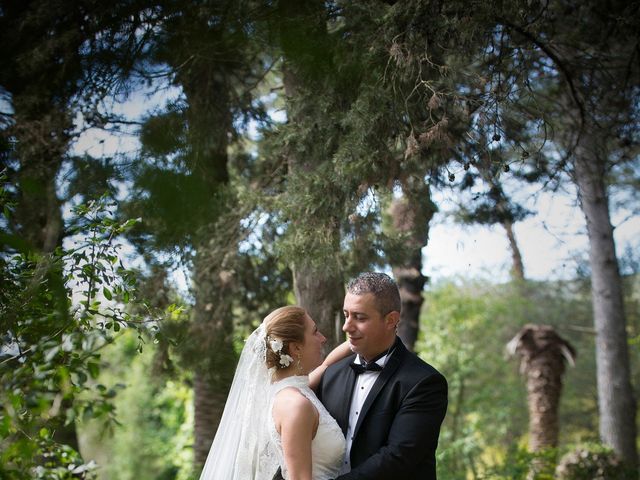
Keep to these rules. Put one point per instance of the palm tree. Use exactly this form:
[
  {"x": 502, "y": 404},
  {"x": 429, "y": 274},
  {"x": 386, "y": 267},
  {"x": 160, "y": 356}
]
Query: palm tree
[{"x": 542, "y": 355}]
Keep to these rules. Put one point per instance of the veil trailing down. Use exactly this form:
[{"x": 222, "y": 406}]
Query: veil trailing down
[{"x": 241, "y": 449}]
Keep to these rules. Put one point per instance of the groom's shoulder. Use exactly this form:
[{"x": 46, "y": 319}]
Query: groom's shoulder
[{"x": 339, "y": 365}]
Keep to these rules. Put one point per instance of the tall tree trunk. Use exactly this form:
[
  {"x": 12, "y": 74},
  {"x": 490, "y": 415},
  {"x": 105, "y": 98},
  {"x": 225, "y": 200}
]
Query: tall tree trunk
[
  {"x": 213, "y": 329},
  {"x": 410, "y": 217},
  {"x": 42, "y": 133},
  {"x": 210, "y": 124},
  {"x": 616, "y": 402},
  {"x": 517, "y": 267},
  {"x": 318, "y": 286},
  {"x": 321, "y": 294}
]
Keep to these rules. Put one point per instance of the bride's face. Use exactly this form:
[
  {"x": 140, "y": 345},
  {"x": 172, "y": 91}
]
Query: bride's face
[{"x": 312, "y": 347}]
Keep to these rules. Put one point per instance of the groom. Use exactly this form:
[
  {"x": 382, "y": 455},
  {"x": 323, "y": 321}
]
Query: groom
[{"x": 389, "y": 403}]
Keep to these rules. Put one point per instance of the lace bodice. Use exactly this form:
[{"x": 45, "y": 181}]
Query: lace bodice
[{"x": 328, "y": 445}]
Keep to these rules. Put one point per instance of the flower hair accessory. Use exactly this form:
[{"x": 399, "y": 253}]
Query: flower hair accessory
[{"x": 276, "y": 345}]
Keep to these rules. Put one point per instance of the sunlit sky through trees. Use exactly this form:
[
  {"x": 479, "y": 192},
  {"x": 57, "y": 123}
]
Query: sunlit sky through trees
[{"x": 553, "y": 241}]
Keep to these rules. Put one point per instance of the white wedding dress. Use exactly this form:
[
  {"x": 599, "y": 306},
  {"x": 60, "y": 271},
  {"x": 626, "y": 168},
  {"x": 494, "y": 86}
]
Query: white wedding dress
[
  {"x": 328, "y": 445},
  {"x": 246, "y": 445}
]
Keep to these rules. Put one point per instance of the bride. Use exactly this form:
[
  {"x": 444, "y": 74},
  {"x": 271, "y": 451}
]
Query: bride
[{"x": 272, "y": 418}]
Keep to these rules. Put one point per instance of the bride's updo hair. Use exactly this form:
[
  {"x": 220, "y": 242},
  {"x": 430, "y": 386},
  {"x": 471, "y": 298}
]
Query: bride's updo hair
[{"x": 283, "y": 326}]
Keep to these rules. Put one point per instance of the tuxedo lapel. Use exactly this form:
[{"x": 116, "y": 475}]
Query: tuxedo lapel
[{"x": 389, "y": 370}]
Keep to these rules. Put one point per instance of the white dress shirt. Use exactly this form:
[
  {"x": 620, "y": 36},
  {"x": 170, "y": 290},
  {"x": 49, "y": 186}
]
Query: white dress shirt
[{"x": 364, "y": 383}]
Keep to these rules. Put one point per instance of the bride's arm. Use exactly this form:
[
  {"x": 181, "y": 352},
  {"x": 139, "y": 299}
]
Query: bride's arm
[
  {"x": 296, "y": 421},
  {"x": 338, "y": 353}
]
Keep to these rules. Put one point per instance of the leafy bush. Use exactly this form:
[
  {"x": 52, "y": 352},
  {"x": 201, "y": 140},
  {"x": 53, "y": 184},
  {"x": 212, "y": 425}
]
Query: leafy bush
[{"x": 58, "y": 311}]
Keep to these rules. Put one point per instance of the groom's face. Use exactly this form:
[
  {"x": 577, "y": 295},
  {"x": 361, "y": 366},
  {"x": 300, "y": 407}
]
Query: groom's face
[{"x": 370, "y": 333}]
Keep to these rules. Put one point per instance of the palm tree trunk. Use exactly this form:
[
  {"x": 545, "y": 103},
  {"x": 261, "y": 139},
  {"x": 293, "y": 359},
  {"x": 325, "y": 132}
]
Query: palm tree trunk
[{"x": 617, "y": 405}]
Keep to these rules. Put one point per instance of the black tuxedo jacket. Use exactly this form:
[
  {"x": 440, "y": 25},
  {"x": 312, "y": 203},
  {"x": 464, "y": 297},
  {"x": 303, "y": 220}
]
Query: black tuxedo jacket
[{"x": 397, "y": 431}]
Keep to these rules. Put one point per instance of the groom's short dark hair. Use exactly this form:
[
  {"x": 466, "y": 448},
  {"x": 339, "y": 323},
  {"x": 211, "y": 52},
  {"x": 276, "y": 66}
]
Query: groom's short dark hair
[{"x": 382, "y": 286}]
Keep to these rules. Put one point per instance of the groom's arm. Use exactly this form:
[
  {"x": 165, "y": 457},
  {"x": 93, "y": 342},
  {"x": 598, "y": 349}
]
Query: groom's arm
[{"x": 413, "y": 436}]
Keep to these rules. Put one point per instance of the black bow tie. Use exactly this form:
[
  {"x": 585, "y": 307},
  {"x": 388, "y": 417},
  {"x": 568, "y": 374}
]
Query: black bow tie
[{"x": 365, "y": 367}]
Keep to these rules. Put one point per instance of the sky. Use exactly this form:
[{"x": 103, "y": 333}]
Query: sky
[{"x": 550, "y": 241}]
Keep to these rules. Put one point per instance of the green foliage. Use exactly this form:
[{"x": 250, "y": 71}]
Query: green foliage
[
  {"x": 465, "y": 327},
  {"x": 52, "y": 334},
  {"x": 153, "y": 437},
  {"x": 592, "y": 462}
]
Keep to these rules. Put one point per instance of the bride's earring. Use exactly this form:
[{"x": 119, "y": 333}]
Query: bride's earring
[{"x": 298, "y": 364}]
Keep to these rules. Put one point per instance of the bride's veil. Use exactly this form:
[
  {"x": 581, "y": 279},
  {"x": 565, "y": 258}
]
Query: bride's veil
[{"x": 241, "y": 449}]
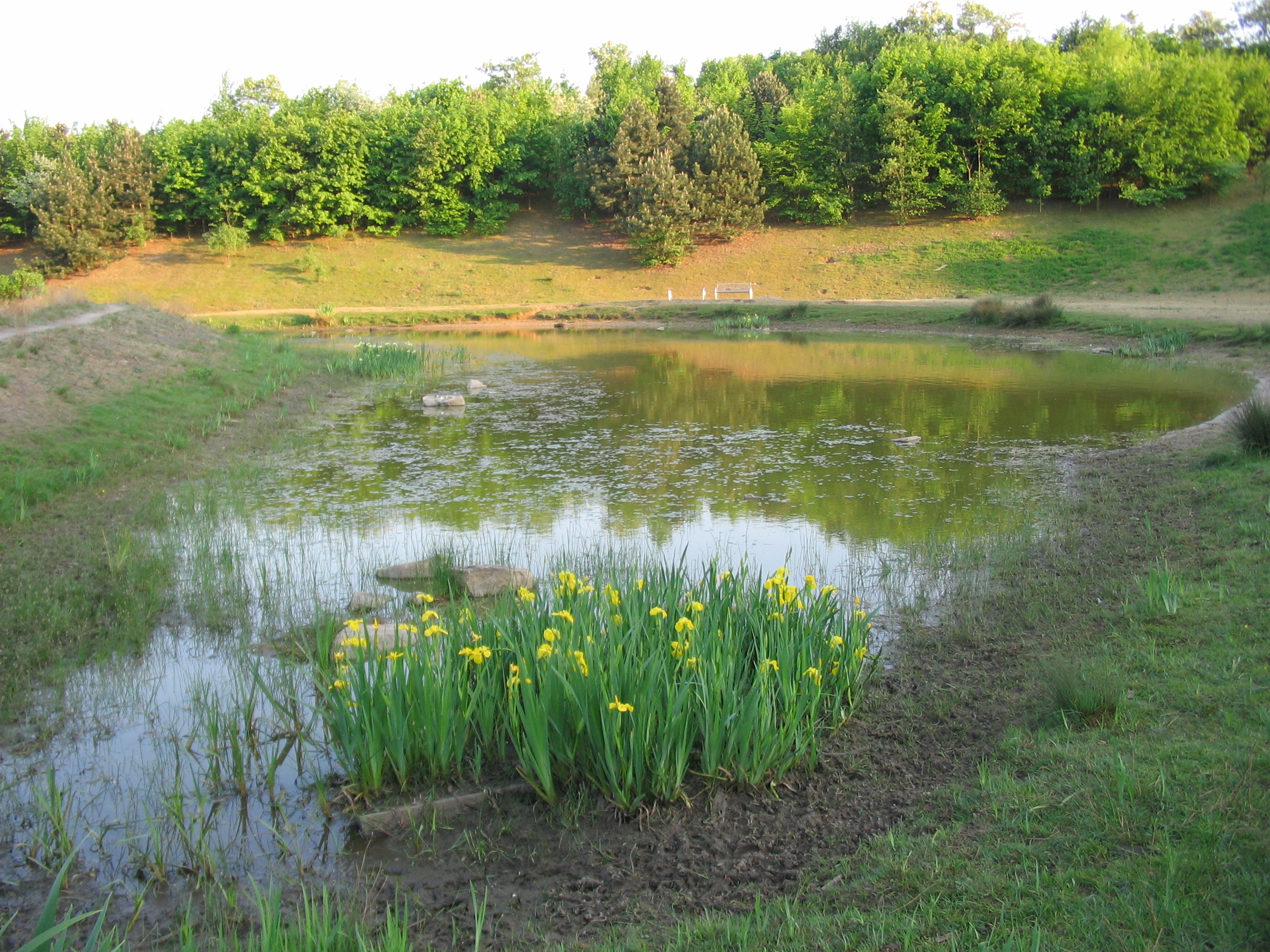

TASK DESCRIPTION: Convert all the records above into a JSON list of strings, one string per line, leaving out blank lines and the pictures.

RESPONSE:
[
  "Keep to these rules. Put one point per instance of the palm tree. Use exactly this form:",
  "[",
  "  {\"x\": 502, \"y\": 404},",
  "  {\"x\": 429, \"y\": 274},",
  "  {\"x\": 386, \"y\": 267},",
  "  {\"x\": 160, \"y\": 356}",
  "]",
  "Query: palm tree",
  "[{\"x\": 542, \"y\": 355}]",
  "Keep to these rules. Put one point per instance of the veil trailing down. Use exactly this form:",
  "[{\"x\": 222, \"y\": 406}]",
  "Query: veil trailing down",
  "[{\"x\": 241, \"y\": 449}]",
  "Keep to these rules. Put one point per instance of the groom's shoulder. Use exactly this form:",
  "[{\"x\": 46, \"y\": 319}]",
  "Query: groom's shoulder",
  "[{\"x\": 339, \"y\": 365}]",
  "Keep to these rules. Put one point per instance of the tall tree trunk. Use exactly this form:",
  "[",
  "  {\"x\": 12, \"y\": 74},",
  "  {\"x\": 490, \"y\": 415},",
  "  {\"x\": 105, \"y\": 98},",
  "  {\"x\": 225, \"y\": 200}",
  "]",
  "Query: tall tree trunk",
  "[",
  "  {\"x\": 213, \"y\": 329},",
  "  {\"x\": 410, \"y\": 217},",
  "  {\"x\": 42, \"y\": 133},",
  "  {\"x\": 210, \"y\": 124},",
  "  {\"x\": 616, \"y\": 402},",
  "  {\"x\": 517, \"y\": 267},",
  "  {\"x\": 318, \"y\": 286},",
  "  {\"x\": 321, \"y\": 294}",
  "]",
  "Keep to these rules. Put one point per instance of the bride's face. Use exactly this form:",
  "[",
  "  {\"x\": 140, \"y\": 345},",
  "  {\"x\": 172, \"y\": 91}",
  "]",
  "Query: bride's face",
  "[{\"x\": 312, \"y\": 347}]",
  "Keep to these rules. Put one point per instance of the groom. Use exactly this form:",
  "[",
  "  {\"x\": 382, \"y\": 455},",
  "  {\"x\": 323, \"y\": 321}",
  "]",
  "Query: groom",
  "[{\"x\": 389, \"y\": 403}]",
  "Keep to these rules. Put one point per instance of the lace bodice. Use exactly this form:",
  "[{\"x\": 45, \"y\": 181}]",
  "Query: lace bodice",
  "[{\"x\": 328, \"y\": 445}]",
  "Keep to these rules. Put one point per instance of the flower hair accessory. Use exactly this form:",
  "[{\"x\": 399, \"y\": 253}]",
  "Query: flower hair accessory",
  "[{\"x\": 276, \"y\": 345}]",
  "Keep to these rules. Put one point per instance of the sunlit sky through trees. Use exactly this form:",
  "[",
  "  {\"x\": 479, \"y\": 192},",
  "  {\"x\": 57, \"y\": 123}",
  "]",
  "Query: sunlit sky through trees",
  "[{\"x\": 553, \"y\": 241}]",
  "Keep to these rules. Put one point per instance of the white wedding dress. Use exactly this form:",
  "[",
  "  {\"x\": 599, \"y\": 306},",
  "  {\"x\": 60, \"y\": 271},",
  "  {\"x\": 626, \"y\": 168},",
  "  {\"x\": 494, \"y\": 86}",
  "]",
  "Query: white wedding dress",
  "[",
  "  {\"x\": 328, \"y\": 445},",
  "  {\"x\": 246, \"y\": 445}",
  "]",
  "Keep to these rules. Put one point per instance of the bride. Use exactly this form:",
  "[",
  "  {\"x\": 444, \"y\": 74},",
  "  {\"x\": 271, \"y\": 451}",
  "]",
  "Query: bride",
  "[{\"x\": 272, \"y\": 418}]",
  "Keep to these rules. Put one point per instance of the bride's updo hair. Use exactly this form:",
  "[",
  "  {\"x\": 220, \"y\": 242},",
  "  {\"x\": 430, \"y\": 386},",
  "  {\"x\": 471, \"y\": 298}",
  "]",
  "Query: bride's updo hair",
  "[{\"x\": 283, \"y\": 326}]",
  "Keep to these rules. Put one point per instance of the tuxedo lapel. Use exactly this form:",
  "[{\"x\": 116, \"y\": 475}]",
  "Query: tuxedo lapel",
  "[{\"x\": 389, \"y\": 370}]",
  "Keep to these rules. Put one point per instance of the white dress shirt. Use exactly this form:",
  "[",
  "  {\"x\": 620, \"y\": 36},",
  "  {\"x\": 170, \"y\": 290},",
  "  {\"x\": 49, \"y\": 186}",
  "]",
  "Query: white dress shirt",
  "[{\"x\": 364, \"y\": 383}]",
  "Keep to these rules. Put one point per instance of the bride's arm. Use exactly this form:",
  "[",
  "  {\"x\": 181, \"y\": 352},",
  "  {\"x\": 139, \"y\": 299}",
  "]",
  "Query: bride's arm",
  "[",
  "  {\"x\": 296, \"y\": 421},",
  "  {\"x\": 338, \"y\": 353}",
  "]",
  "Keep to these rules. Put one point per instance of the leafy bush. Use exactly this form:",
  "[",
  "  {\"x\": 52, \"y\": 352},",
  "  {\"x\": 201, \"y\": 140},",
  "  {\"x\": 53, \"y\": 184},",
  "  {\"x\": 212, \"y\": 425}",
  "]",
  "Query: leafy bush",
  "[{\"x\": 58, \"y\": 311}]",
  "Keep to these rules. Put one point per instance of the groom's face. Use exactly this form:",
  "[",
  "  {\"x\": 577, \"y\": 295},",
  "  {\"x\": 361, \"y\": 366},",
  "  {\"x\": 300, \"y\": 407}",
  "]",
  "Query: groom's face",
  "[{\"x\": 370, \"y\": 333}]",
  "Keep to these rules. Put one point per instance of the palm tree trunk. Use exactly this form:",
  "[",
  "  {\"x\": 545, \"y\": 103},",
  "  {\"x\": 261, \"y\": 139},",
  "  {\"x\": 293, \"y\": 359},",
  "  {\"x\": 325, \"y\": 132}",
  "]",
  "Query: palm tree trunk",
  "[{\"x\": 617, \"y\": 405}]",
  "Keep to these rules. Put one point per instance of the black tuxedo jacket. Use exactly this form:",
  "[",
  "  {\"x\": 440, \"y\": 25},",
  "  {\"x\": 312, \"y\": 203},",
  "  {\"x\": 464, \"y\": 297},",
  "  {\"x\": 303, \"y\": 220}",
  "]",
  "Query: black tuxedo jacket",
  "[{\"x\": 397, \"y\": 431}]",
  "Keep to these rules. Put one point per instance of the groom's short dark hair. Use exactly this form:",
  "[",
  "  {\"x\": 466, \"y\": 448},",
  "  {\"x\": 339, \"y\": 323},",
  "  {\"x\": 211, \"y\": 52},",
  "  {\"x\": 276, \"y\": 66}",
  "]",
  "Query: groom's short dark hair",
  "[{\"x\": 382, \"y\": 286}]",
  "Keep to these rules. Put one point per instance of the groom's arm. Use exactly this form:",
  "[",
  "  {\"x\": 165, \"y\": 457},",
  "  {\"x\": 93, \"y\": 342},",
  "  {\"x\": 598, \"y\": 349}",
  "]",
  "Query: groom's arm",
  "[{\"x\": 413, \"y\": 436}]",
  "Keep to these rules. Put one point per instance of the black bow tie. Use exactly this form:",
  "[",
  "  {\"x\": 585, \"y\": 307},",
  "  {\"x\": 388, \"y\": 417},",
  "  {\"x\": 568, \"y\": 374}",
  "]",
  "Query: black bow tie",
  "[{\"x\": 365, \"y\": 367}]",
  "Keep to these rules. Put one point per instance of the sky. Use exactly this form:",
  "[{\"x\": 103, \"y\": 333}]",
  "Query: sky",
  "[{\"x\": 550, \"y\": 241}]",
  "Keep to these rules. Put one point per instance of the green foliage. Use exactly this form:",
  "[{\"x\": 250, \"y\": 71}]",
  "Query: green foliage",
  "[",
  "  {\"x\": 465, \"y\": 327},",
  "  {\"x\": 52, \"y\": 334},",
  "  {\"x\": 153, \"y\": 437},",
  "  {\"x\": 592, \"y\": 462}",
  "]",
  "Keep to these rules. Put one point per instance of the bride's earring. Use exactly this form:",
  "[{\"x\": 119, \"y\": 333}]",
  "Query: bride's earring",
  "[{\"x\": 298, \"y\": 364}]",
  "Keep to these rules. Put one point per instance of the bride's veil. Use exactly this form:",
  "[",
  "  {\"x\": 581, \"y\": 279},",
  "  {\"x\": 565, \"y\": 258}",
  "]",
  "Query: bride's veil",
  "[{\"x\": 241, \"y\": 449}]"
]